All of the data must be printed exactly; please include every line.

Region outline entries
------------------------------
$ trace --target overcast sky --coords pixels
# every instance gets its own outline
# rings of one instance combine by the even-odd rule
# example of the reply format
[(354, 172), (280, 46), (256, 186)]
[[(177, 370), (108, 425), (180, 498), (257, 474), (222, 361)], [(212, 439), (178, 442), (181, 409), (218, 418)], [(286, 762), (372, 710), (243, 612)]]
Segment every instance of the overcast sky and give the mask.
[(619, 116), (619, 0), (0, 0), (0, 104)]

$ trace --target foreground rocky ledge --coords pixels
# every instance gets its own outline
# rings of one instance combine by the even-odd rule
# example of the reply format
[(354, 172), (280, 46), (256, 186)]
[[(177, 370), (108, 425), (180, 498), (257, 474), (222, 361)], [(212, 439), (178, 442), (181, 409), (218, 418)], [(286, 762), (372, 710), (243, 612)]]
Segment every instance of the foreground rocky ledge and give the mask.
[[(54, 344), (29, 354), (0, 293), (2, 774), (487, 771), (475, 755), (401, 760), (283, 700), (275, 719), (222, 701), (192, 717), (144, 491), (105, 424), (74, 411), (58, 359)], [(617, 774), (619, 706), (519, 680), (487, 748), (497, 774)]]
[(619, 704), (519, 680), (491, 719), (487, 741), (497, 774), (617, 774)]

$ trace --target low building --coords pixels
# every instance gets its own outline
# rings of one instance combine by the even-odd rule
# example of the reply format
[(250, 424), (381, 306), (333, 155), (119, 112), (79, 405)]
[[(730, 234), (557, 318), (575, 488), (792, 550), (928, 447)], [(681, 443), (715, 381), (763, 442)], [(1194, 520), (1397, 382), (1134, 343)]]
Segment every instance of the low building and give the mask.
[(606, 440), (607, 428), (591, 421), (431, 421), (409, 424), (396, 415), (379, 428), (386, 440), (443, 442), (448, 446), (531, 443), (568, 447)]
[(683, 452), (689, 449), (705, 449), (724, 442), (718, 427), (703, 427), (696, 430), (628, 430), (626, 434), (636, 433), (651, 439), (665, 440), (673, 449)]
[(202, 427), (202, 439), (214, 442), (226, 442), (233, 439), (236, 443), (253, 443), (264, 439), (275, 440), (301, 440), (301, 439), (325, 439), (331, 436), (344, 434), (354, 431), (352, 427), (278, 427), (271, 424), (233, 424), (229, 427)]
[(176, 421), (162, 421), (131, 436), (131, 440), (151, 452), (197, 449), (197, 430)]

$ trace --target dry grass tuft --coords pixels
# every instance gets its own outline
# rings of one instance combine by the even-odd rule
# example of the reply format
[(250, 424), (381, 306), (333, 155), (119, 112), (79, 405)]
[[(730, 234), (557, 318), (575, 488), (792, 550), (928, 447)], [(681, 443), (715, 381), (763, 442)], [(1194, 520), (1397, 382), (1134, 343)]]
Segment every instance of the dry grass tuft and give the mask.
------------------------------
### RESPONSE FOR THIS EXERCISE:
$ trace --target overcast sky --coords pixels
# every instance gets its own outline
# rings of one instance combine by the even-odd rule
# example of the reply format
[(354, 172), (280, 46), (256, 186)]
[[(177, 370), (108, 425), (180, 498), (257, 474), (222, 361)], [(212, 439), (178, 442), (181, 409), (218, 418)], [(286, 762), (372, 710), (243, 612)]]
Segment every instance of the overcast sky and give the mask.
[(619, 116), (619, 0), (0, 0), (0, 104)]

$ trace --target foreground rocky ledge --coords pixels
# every instance gets its own outline
# rings of one instance combine by the even-odd rule
# example of the reply format
[(354, 172), (280, 46), (256, 186)]
[[(177, 370), (108, 425), (180, 498), (257, 474), (222, 361)], [(212, 439), (178, 442), (181, 409), (218, 418)], [(286, 762), (372, 710), (243, 612)]]
Segment every instance of the foreground rocky ledge and give the mask.
[[(54, 344), (29, 354), (0, 293), (2, 774), (487, 771), (475, 755), (401, 760), (283, 700), (275, 719), (222, 701), (192, 717), (144, 491), (105, 424), (74, 411), (58, 359)], [(617, 774), (619, 706), (519, 680), (487, 748), (497, 774)]]
[(619, 704), (519, 680), (491, 719), (487, 741), (497, 774), (617, 774)]

$ trace --target low building --coords pixels
# every instance gets its own outline
# rings of one instance combine by the even-odd rule
# example of the reply format
[(250, 424), (381, 306), (333, 155), (119, 112), (79, 405)]
[[(730, 234), (557, 318), (575, 488), (792, 550), (928, 447)], [(681, 443), (715, 381), (763, 442)], [(1194, 520), (1397, 382), (1134, 343)]]
Segment every instance of the low building and give the mask.
[(606, 440), (607, 428), (591, 421), (431, 421), (409, 424), (396, 415), (379, 428), (386, 440), (443, 442), (448, 446), (531, 443), (568, 447)]
[(683, 452), (689, 449), (705, 449), (724, 442), (718, 427), (703, 427), (696, 430), (628, 430), (626, 434), (636, 433), (651, 439), (665, 440), (673, 449)]
[(202, 427), (202, 439), (214, 442), (226, 442), (233, 439), (236, 443), (253, 443), (264, 439), (275, 440), (301, 440), (301, 439), (325, 439), (331, 436), (344, 434), (354, 431), (352, 427), (278, 427), (271, 424), (233, 424), (229, 427)]
[(176, 421), (162, 421), (131, 436), (131, 440), (151, 452), (197, 449), (197, 430)]

$ trace --target dry grass tuft --coords pixels
# every instance gets its own outline
# rings of one instance combine by the even-odd rule
# example of the reply format
[(250, 424), (381, 306), (333, 155), (119, 112), (79, 405)]
[[(730, 234), (557, 318), (575, 488), (792, 550), (928, 447)], [(681, 443), (715, 381), (763, 442)], [(1194, 520), (1397, 382), (1134, 343)]]
Segment every instance of the dry grass tuft and give the mask.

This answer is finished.